* _EXERCISE BRIEF_
In how many lines of the records does "navy" appear? Answer with one number.
START DATA FOR PROCESSING
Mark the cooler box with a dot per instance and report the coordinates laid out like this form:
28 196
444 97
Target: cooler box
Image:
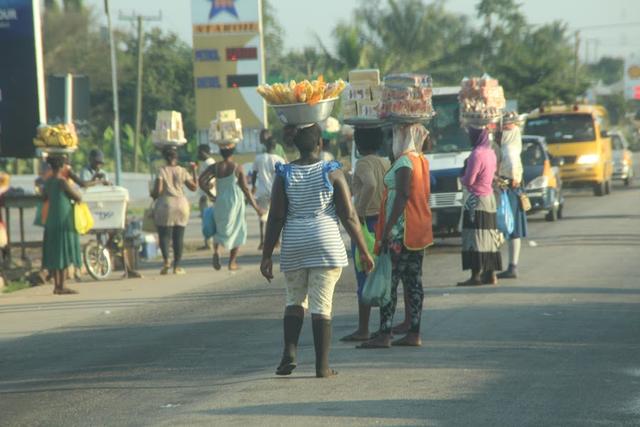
108 205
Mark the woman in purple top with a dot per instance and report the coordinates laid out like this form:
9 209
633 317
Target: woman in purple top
481 239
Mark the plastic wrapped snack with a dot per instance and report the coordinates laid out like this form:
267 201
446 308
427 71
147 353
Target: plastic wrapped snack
362 100
481 98
408 95
169 129
226 128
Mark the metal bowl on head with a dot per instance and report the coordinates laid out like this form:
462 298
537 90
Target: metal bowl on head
303 113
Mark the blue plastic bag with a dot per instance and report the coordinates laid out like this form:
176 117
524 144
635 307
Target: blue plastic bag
377 288
208 223
506 223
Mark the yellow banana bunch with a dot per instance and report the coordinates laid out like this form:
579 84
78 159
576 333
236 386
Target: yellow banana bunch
59 136
310 92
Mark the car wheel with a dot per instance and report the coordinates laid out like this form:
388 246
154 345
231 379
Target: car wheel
598 189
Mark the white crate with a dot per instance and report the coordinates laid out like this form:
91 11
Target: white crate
108 205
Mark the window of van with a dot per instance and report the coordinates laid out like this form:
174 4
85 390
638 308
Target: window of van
559 128
617 143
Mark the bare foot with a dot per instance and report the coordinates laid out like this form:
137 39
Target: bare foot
409 340
327 373
381 341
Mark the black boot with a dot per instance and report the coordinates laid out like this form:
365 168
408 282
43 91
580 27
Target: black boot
322 343
292 327
510 273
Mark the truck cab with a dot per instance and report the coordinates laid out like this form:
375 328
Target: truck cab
578 134
448 149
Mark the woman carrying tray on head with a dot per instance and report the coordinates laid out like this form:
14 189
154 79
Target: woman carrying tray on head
480 236
171 209
309 195
61 246
368 189
405 230
229 215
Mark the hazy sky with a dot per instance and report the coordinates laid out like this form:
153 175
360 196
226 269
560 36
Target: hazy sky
302 18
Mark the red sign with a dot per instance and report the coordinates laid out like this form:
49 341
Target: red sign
240 53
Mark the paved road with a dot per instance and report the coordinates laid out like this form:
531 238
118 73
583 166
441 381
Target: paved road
560 347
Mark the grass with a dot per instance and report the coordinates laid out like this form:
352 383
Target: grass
15 286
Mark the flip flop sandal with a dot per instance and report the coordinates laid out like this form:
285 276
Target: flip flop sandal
353 338
370 345
403 343
216 262
286 368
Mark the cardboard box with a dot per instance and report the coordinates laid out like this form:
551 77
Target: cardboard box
367 76
227 115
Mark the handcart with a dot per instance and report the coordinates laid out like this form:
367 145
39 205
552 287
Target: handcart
108 205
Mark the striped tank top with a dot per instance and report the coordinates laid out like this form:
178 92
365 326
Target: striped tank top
311 236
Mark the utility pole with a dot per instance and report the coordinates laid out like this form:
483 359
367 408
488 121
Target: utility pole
139 20
576 59
116 106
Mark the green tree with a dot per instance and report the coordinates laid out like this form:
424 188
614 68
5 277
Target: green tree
608 69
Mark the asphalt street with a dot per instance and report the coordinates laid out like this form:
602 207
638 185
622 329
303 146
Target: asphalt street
560 346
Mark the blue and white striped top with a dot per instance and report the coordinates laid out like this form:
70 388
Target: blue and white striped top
311 236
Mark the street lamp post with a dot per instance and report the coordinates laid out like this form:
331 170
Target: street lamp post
116 108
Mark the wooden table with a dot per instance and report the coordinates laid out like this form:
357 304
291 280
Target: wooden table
20 202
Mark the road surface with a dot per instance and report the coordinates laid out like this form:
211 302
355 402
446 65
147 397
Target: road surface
560 346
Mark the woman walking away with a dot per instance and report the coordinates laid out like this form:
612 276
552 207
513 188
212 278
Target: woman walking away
511 174
171 209
264 170
368 189
229 215
480 236
61 247
405 230
309 195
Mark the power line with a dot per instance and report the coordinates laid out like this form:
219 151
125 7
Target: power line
607 26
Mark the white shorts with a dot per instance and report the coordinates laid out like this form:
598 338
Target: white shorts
264 202
313 288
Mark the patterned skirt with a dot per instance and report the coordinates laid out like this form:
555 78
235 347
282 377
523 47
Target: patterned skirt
481 239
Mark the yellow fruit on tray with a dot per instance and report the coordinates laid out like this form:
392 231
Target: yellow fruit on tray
310 92
56 136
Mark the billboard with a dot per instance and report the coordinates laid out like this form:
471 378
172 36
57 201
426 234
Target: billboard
22 103
228 60
632 78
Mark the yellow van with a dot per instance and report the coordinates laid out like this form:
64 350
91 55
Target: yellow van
577 134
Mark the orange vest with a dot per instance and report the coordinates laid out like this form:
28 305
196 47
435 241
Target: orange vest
418 231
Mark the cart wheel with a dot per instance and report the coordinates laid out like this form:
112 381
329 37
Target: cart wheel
97 259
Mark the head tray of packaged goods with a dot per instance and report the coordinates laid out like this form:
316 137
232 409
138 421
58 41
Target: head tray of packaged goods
303 113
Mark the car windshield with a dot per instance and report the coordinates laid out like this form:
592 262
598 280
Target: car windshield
532 154
559 128
617 143
446 134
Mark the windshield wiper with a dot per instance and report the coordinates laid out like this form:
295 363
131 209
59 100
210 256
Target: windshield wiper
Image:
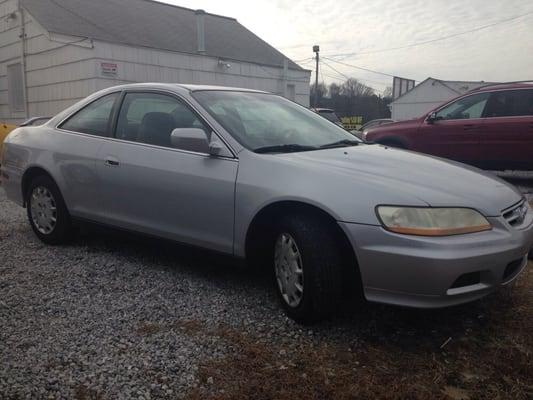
341 143
284 148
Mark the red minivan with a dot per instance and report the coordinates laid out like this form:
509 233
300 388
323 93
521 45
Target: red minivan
490 127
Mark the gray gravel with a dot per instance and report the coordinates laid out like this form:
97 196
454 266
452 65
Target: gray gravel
115 316
106 315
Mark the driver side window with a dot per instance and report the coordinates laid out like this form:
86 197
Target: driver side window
151 117
469 107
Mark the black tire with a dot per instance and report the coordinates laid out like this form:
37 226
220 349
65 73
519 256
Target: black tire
62 231
321 264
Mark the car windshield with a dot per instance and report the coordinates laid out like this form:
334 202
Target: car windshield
268 123
330 116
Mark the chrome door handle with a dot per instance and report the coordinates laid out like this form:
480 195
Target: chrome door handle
112 162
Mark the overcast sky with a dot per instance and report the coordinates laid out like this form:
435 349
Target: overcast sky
355 32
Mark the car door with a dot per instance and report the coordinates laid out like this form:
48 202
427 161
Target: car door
151 187
455 130
507 139
79 139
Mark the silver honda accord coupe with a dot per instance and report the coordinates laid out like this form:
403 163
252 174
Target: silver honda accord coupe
257 176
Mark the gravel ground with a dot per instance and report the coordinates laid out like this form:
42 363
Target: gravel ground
111 315
118 316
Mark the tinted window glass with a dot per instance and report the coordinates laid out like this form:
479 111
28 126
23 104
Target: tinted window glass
468 107
512 103
151 117
330 116
93 119
260 120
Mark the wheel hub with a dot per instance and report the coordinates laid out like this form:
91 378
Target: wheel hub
289 269
43 210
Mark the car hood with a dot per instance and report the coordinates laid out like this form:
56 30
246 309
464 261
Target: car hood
409 123
433 181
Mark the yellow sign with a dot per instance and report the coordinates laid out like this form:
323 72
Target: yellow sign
352 122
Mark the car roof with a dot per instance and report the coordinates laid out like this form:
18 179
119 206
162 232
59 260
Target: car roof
505 85
179 87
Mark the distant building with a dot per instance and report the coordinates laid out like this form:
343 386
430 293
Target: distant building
55 52
427 95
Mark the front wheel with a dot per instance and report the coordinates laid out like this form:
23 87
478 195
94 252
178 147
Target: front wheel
47 213
308 268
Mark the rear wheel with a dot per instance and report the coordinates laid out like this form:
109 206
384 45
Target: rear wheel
47 213
308 268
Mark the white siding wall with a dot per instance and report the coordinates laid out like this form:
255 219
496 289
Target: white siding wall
423 98
149 65
60 70
57 74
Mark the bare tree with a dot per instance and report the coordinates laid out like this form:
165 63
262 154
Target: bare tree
334 90
388 92
353 88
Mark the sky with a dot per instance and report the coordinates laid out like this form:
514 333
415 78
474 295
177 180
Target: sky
367 33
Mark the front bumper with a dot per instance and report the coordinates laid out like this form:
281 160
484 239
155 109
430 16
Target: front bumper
426 272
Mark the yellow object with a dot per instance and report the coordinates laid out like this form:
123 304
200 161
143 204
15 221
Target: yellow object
4 130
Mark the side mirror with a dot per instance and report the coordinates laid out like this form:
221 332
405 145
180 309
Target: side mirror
195 139
431 118
191 139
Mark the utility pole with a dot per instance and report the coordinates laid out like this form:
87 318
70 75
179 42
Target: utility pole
316 49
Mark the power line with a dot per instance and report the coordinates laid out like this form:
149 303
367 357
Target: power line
347 77
502 21
361 68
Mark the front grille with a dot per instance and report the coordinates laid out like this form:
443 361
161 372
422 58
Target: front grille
516 214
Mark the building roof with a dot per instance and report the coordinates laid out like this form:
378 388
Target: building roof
457 87
152 24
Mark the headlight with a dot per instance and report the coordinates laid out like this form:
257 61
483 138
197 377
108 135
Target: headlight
426 221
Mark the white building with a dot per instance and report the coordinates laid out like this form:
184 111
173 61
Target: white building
55 52
427 95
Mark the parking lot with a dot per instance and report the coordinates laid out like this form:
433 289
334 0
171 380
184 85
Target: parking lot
119 316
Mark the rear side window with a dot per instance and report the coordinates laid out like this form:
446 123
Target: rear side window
95 118
510 103
468 107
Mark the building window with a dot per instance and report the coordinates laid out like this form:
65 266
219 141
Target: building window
15 87
291 92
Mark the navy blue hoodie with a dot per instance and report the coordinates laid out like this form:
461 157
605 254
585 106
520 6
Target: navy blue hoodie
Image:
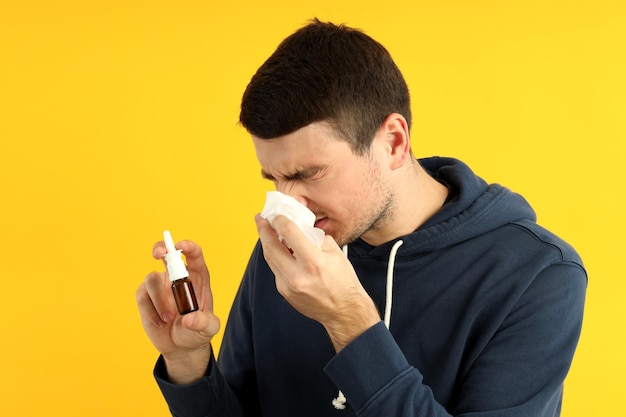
486 313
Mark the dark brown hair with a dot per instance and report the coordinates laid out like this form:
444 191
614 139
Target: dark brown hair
326 72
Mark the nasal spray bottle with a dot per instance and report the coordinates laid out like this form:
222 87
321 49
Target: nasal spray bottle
181 285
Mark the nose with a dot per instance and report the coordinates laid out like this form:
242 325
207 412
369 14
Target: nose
295 191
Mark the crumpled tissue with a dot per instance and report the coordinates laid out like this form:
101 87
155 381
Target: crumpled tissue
277 203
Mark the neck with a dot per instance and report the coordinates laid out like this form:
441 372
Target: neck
417 197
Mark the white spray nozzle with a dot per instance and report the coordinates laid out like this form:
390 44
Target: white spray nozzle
174 259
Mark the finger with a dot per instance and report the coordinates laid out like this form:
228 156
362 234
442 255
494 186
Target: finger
299 243
273 248
205 323
158 289
193 256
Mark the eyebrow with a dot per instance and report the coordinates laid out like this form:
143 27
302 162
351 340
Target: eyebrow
297 175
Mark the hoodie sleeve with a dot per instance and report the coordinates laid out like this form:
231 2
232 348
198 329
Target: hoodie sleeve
520 372
210 396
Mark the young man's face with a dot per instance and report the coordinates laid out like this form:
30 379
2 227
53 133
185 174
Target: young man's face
348 193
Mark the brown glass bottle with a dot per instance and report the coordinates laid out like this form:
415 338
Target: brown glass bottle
184 295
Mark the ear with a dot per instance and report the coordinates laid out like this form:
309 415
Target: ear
394 133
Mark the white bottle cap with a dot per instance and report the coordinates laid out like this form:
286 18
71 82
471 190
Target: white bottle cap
175 266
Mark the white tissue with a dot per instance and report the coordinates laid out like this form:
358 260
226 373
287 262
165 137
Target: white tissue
277 203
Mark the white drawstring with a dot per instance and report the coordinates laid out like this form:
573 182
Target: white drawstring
340 402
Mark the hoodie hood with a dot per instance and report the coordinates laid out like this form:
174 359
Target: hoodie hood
473 207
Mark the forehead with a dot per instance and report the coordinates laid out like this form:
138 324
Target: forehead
313 145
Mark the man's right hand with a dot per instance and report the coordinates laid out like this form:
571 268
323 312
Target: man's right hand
183 341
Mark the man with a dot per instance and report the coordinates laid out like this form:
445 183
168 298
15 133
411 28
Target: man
481 307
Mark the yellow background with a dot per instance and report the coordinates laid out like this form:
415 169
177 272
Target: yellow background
118 119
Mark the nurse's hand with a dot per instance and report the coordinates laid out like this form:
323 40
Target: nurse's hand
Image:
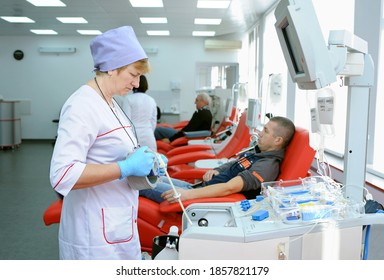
139 163
170 196
209 175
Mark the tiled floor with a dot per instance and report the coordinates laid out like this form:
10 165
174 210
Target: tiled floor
25 192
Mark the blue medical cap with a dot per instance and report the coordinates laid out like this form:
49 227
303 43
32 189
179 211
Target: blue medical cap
116 48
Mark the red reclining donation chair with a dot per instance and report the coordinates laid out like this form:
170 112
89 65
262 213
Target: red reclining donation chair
156 219
164 148
182 158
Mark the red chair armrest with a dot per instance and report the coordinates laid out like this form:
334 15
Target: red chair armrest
195 173
190 157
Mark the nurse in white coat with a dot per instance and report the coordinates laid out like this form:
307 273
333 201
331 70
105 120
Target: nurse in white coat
142 110
90 165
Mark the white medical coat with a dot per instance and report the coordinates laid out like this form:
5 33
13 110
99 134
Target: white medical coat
98 222
142 110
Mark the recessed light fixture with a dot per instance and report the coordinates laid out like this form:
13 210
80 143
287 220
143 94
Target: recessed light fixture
158 32
203 33
72 19
153 20
47 3
212 4
147 3
18 19
208 21
44 31
89 32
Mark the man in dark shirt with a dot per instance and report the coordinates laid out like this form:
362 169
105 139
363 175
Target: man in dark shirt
201 120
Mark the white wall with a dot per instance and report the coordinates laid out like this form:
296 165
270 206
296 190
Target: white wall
48 79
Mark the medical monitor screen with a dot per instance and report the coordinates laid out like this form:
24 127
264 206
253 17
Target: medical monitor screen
292 50
228 107
306 54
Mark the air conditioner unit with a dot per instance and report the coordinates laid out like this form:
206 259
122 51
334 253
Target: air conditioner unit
57 50
222 44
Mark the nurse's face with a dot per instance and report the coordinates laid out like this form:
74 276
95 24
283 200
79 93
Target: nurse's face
125 80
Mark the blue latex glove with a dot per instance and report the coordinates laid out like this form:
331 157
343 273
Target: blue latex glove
162 164
139 163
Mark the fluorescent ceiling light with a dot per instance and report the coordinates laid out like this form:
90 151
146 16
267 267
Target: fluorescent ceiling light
158 32
203 33
212 4
89 32
72 19
153 20
44 31
147 3
18 19
47 3
209 21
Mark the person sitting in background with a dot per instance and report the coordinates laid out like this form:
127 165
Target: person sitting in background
142 110
201 120
244 175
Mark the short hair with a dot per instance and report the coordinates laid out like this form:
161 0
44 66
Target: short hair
143 86
285 129
205 97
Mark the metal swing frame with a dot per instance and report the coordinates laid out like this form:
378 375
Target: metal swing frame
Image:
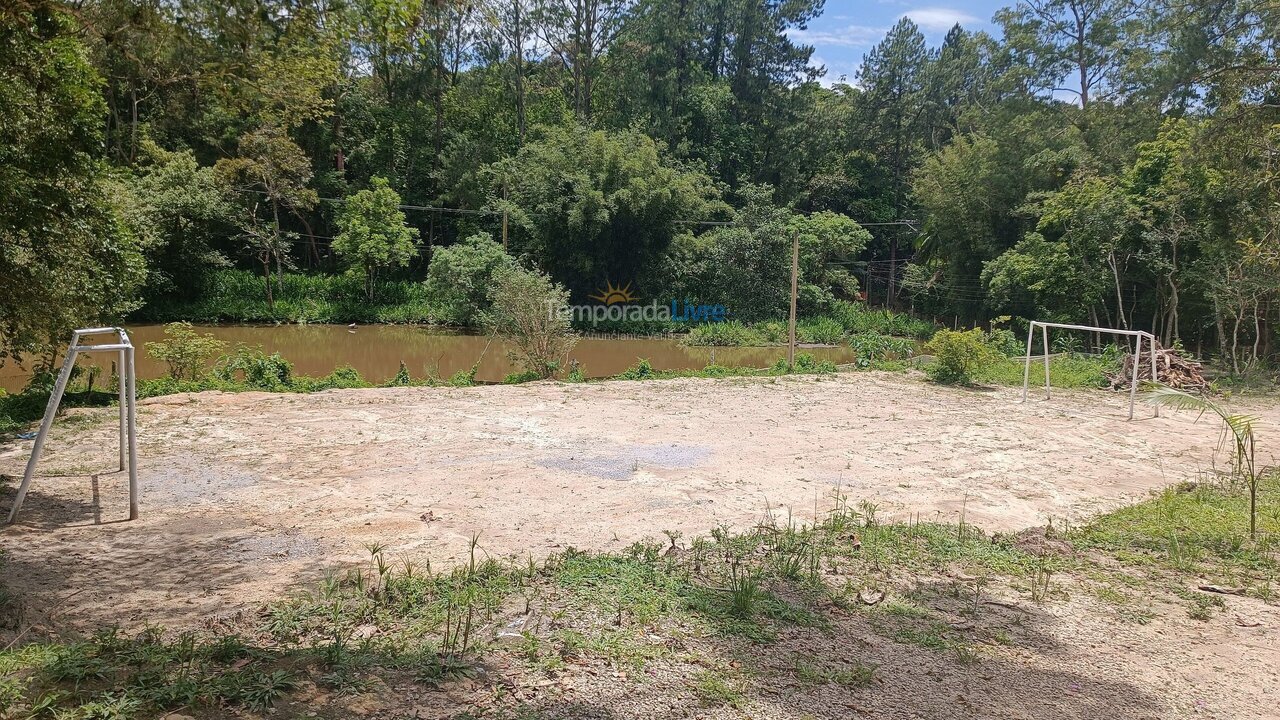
END DATA FOR PROCESSING
* _RESPONSE TO THIS TASK_
2